__ACTION ITEM__: The entries follow. Please return all of them exactly.

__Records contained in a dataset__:
----------------
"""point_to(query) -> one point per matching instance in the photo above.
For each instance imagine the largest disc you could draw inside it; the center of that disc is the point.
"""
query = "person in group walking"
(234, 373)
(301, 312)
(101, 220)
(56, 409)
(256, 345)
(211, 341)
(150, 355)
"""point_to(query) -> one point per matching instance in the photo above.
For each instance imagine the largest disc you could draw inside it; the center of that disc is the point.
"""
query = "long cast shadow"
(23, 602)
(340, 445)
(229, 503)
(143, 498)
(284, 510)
----------------
__TASK RESPONSE__:
"""point_to(query) -> one point per matching instance in the photo above.
For each instance imagine the largest disc you could draw inside it; the center of that disc is the point.
"""
query = "person in group walking"
(234, 373)
(301, 312)
(101, 220)
(56, 409)
(256, 345)
(211, 341)
(150, 355)
"""point_to(query) -> one point per matching instance in the photo above.
For each instance imagine the largest disc you could draw inside it; the center of that disc is the point.
"""
query = "long cast shadow"
(23, 602)
(340, 445)
(229, 503)
(143, 498)
(284, 510)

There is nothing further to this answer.